▸ Task
Rewrite the data below with "stone slab" renamed to "paving stone" and everything else unchanged. Leave the pictures out of your answer.

## start

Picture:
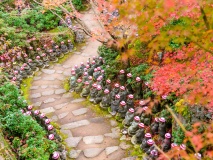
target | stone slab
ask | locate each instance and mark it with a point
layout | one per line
(60, 91)
(73, 141)
(44, 86)
(59, 106)
(63, 115)
(110, 150)
(78, 100)
(66, 132)
(49, 78)
(48, 71)
(92, 152)
(93, 139)
(74, 153)
(47, 110)
(47, 93)
(36, 95)
(75, 124)
(49, 100)
(79, 111)
(36, 78)
(34, 87)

## end

▸ Answer to the exercise
Picture:
target | paving stone
ask | locate each instance and mark it with a point
layout | one per line
(60, 91)
(73, 141)
(44, 86)
(59, 106)
(63, 115)
(110, 150)
(78, 100)
(66, 132)
(49, 78)
(48, 71)
(92, 152)
(93, 139)
(74, 153)
(47, 110)
(47, 93)
(36, 95)
(75, 124)
(49, 100)
(79, 111)
(36, 78)
(34, 87)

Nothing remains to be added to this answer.